--- START OF MATERIAL FOR THE TASK ---
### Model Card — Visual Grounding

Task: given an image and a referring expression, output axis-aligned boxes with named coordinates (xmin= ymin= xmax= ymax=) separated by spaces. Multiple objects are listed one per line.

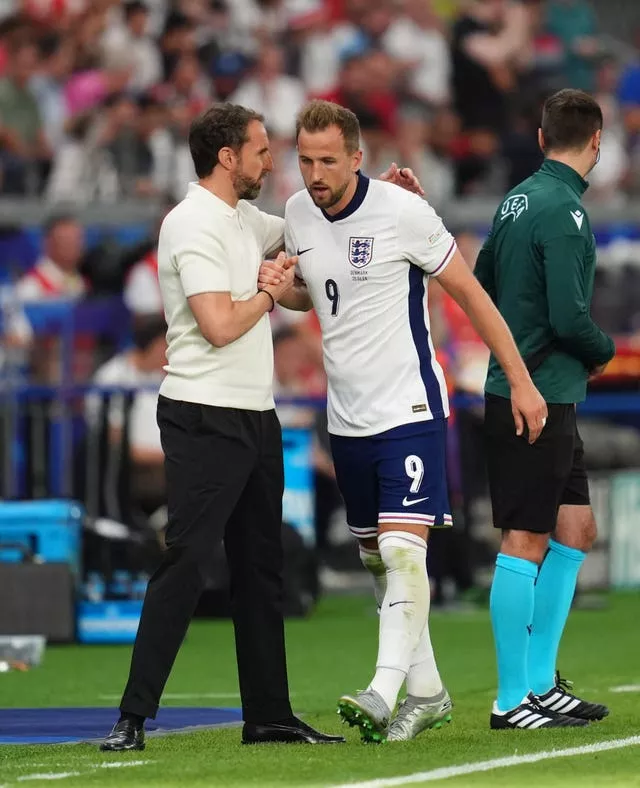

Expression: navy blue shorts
xmin=331 ymin=419 xmax=453 ymax=539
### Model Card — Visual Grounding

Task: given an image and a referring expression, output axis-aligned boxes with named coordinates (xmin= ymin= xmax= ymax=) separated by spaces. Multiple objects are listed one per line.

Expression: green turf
xmin=0 ymin=594 xmax=640 ymax=788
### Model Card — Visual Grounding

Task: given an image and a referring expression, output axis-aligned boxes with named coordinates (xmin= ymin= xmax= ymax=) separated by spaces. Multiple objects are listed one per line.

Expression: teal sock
xmin=489 ymin=553 xmax=538 ymax=711
xmin=529 ymin=539 xmax=587 ymax=695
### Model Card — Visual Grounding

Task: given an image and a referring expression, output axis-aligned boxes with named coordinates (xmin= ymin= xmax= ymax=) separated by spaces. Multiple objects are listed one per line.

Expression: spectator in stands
xmin=16 ymin=214 xmax=87 ymax=303
xmin=31 ymin=35 xmax=75 ymax=151
xmin=288 ymin=0 xmax=340 ymax=97
xmin=153 ymin=52 xmax=213 ymax=119
xmin=45 ymin=113 xmax=119 ymax=206
xmin=382 ymin=0 xmax=451 ymax=110
xmin=229 ymin=43 xmax=306 ymax=144
xmin=618 ymin=35 xmax=640 ymax=194
xmin=322 ymin=51 xmax=398 ymax=168
xmin=100 ymin=94 xmax=174 ymax=197
xmin=15 ymin=214 xmax=90 ymax=383
xmin=451 ymin=0 xmax=529 ymax=193
xmin=588 ymin=58 xmax=630 ymax=206
xmin=87 ymin=315 xmax=167 ymax=515
xmin=160 ymin=11 xmax=198 ymax=81
xmin=273 ymin=324 xmax=342 ymax=551
xmin=123 ymin=202 xmax=175 ymax=319
xmin=102 ymin=0 xmax=162 ymax=92
xmin=0 ymin=32 xmax=51 ymax=194
xmin=546 ymin=0 xmax=602 ymax=91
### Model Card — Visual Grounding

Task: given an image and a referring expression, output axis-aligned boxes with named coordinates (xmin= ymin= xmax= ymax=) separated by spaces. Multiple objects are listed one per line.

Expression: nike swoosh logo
xmin=402 ymin=495 xmax=429 ymax=506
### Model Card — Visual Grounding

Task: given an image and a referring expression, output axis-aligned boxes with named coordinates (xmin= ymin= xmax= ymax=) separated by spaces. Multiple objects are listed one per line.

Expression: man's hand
xmin=379 ymin=161 xmax=424 ymax=197
xmin=589 ymin=362 xmax=609 ymax=380
xmin=258 ymin=252 xmax=298 ymax=301
xmin=258 ymin=252 xmax=298 ymax=289
xmin=511 ymin=380 xmax=549 ymax=443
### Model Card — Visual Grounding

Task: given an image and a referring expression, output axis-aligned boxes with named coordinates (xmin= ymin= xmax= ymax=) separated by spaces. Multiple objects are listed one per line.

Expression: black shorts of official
xmin=484 ymin=394 xmax=589 ymax=534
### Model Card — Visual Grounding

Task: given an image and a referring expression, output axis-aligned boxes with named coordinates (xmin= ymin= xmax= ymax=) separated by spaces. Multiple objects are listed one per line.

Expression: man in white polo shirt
xmin=101 ymin=104 xmax=344 ymax=751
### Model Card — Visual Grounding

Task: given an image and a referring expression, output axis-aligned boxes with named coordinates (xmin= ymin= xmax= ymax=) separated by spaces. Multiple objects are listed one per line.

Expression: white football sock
xmin=407 ymin=544 xmax=443 ymax=698
xmin=369 ymin=531 xmax=430 ymax=711
xmin=360 ymin=545 xmax=387 ymax=610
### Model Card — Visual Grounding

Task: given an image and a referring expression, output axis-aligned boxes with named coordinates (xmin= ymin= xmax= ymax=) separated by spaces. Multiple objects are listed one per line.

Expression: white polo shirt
--- END OF MATERIAL FOR THE TASK ---
= WRITTEN EXERCISE =
Give every line of the rows above as a Markdown table with two columns, Number and Text, numbering the lines in order and skipping blank ones. Leave the pictures out of the table.

= EXERCISE SOLUTION =
| Number | Text |
|---|---|
| 1 | ### Model Card — Visual Grounding |
| 2 | Task: given an image and a referring expression, output axis-aligned boxes with named coordinates (xmin= ymin= xmax= ymax=) separated by spaces. Multiple objects are listed one per line. |
| 3 | Expression: navy blue shorts |
| 4 | xmin=331 ymin=419 xmax=453 ymax=539 |
| 5 | ### Model Card — Visual Grounding |
| 6 | Task: given an image and a referring expression, output axis-aligned boxes with named coordinates (xmin= ymin= xmax= ymax=) separated by spaces. Multiple objects are listed one per line. |
| 7 | Expression: green turf |
| 8 | xmin=0 ymin=594 xmax=640 ymax=788 |
| 9 | ### Model Card — Visual Grounding |
| 10 | Task: given an image and a referring expression, output axis-aligned boxes with named coordinates (xmin= ymin= xmax= ymax=) separated by spaces. Multiple objects are listed one per line. |
| 11 | Expression: teal sock |
| 12 | xmin=489 ymin=553 xmax=538 ymax=711 |
| 13 | xmin=529 ymin=539 xmax=587 ymax=695 |
| 14 | ### Model Card — Visual Grounding |
| 15 | Task: given an image and a referring expression, output axis-aligned boxes with named coordinates (xmin= ymin= xmax= ymax=) separated by spaces. Multiple objects are listed one per line. |
| 16 | Expression: spectator in stands |
| 17 | xmin=16 ymin=214 xmax=87 ymax=303 |
| 18 | xmin=31 ymin=35 xmax=75 ymax=151 |
| 19 | xmin=288 ymin=0 xmax=340 ymax=97 |
| 20 | xmin=153 ymin=52 xmax=213 ymax=119 |
| 21 | xmin=45 ymin=113 xmax=119 ymax=206 |
| 22 | xmin=382 ymin=0 xmax=451 ymax=110 |
| 23 | xmin=229 ymin=43 xmax=306 ymax=144 |
| 24 | xmin=618 ymin=35 xmax=640 ymax=194 |
| 25 | xmin=322 ymin=51 xmax=398 ymax=168 |
| 26 | xmin=100 ymin=94 xmax=174 ymax=197 |
| 27 | xmin=15 ymin=214 xmax=90 ymax=383 |
| 28 | xmin=451 ymin=0 xmax=529 ymax=193 |
| 29 | xmin=588 ymin=58 xmax=630 ymax=206 |
| 30 | xmin=87 ymin=315 xmax=167 ymax=515 |
| 31 | xmin=160 ymin=11 xmax=198 ymax=81 |
| 32 | xmin=273 ymin=324 xmax=342 ymax=551 |
| 33 | xmin=123 ymin=202 xmax=175 ymax=319 |
| 34 | xmin=102 ymin=0 xmax=162 ymax=92 |
| 35 | xmin=0 ymin=32 xmax=51 ymax=194 |
| 36 | xmin=546 ymin=0 xmax=602 ymax=91 |
| 37 | ### Model Card — Visual Grounding |
| 38 | Task: given an image and a referring expression, output axis-aligned boxes with named coordinates (xmin= ymin= xmax= ymax=) separated by spaces. Multiple objects are listed one per line. |
| 39 | Expression: nike swoosh logo |
| 40 | xmin=402 ymin=495 xmax=429 ymax=506 |
| 41 | ### Model Card — Visual Grounding |
| 42 | Task: given an image and a referring expression, output axis-aligned boxes with named coordinates (xmin= ymin= xmax= ymax=) separated by spaces. Multiple objects are listed one per line. |
| 43 | Expression: man's hand |
| 44 | xmin=379 ymin=161 xmax=424 ymax=197 |
| 45 | xmin=589 ymin=362 xmax=609 ymax=380 |
| 46 | xmin=258 ymin=252 xmax=298 ymax=301 |
| 47 | xmin=258 ymin=252 xmax=298 ymax=289 |
| 48 | xmin=511 ymin=380 xmax=549 ymax=443 |
| 49 | ### Model Card — Visual Grounding |
| 50 | Task: given an image and a referring expression, output axis-aligned boxes with named coordinates (xmin= ymin= xmax= ymax=) separated by spaces. Multiple objects are listed one per line. |
| 51 | Expression: black shorts of official |
| 52 | xmin=484 ymin=394 xmax=589 ymax=534 |
| 53 | ### Model Card — Visual Grounding |
| 54 | Task: given an image and a referring expression, output axis-aligned boxes with named coordinates (xmin= ymin= xmax= ymax=) separated by spaces. Multiple objects are listed one per line. |
| 55 | Expression: man in white polo shirt |
| 56 | xmin=101 ymin=104 xmax=344 ymax=751 |
| 57 | ### Model Card — Visual Grounding |
| 58 | Task: given an image and a referring expression, output axis-aligned boxes with named coordinates (xmin= ymin= xmax= ymax=) separated by spaces. Multiple objects are listed one per line. |
| 59 | Expression: white football sock |
| 60 | xmin=407 ymin=544 xmax=443 ymax=698 |
| 61 | xmin=369 ymin=531 xmax=430 ymax=711 |
| 62 | xmin=360 ymin=545 xmax=387 ymax=610 |
| 63 | ### Model Card — Visual Grounding |
| 64 | Task: given an image and a referring expression, output axis-aligned boxes with named coordinates (xmin= ymin= xmax= ymax=) separated by spaces. Multiple objects are listed one per line. |
| 65 | Expression: white polo shirt |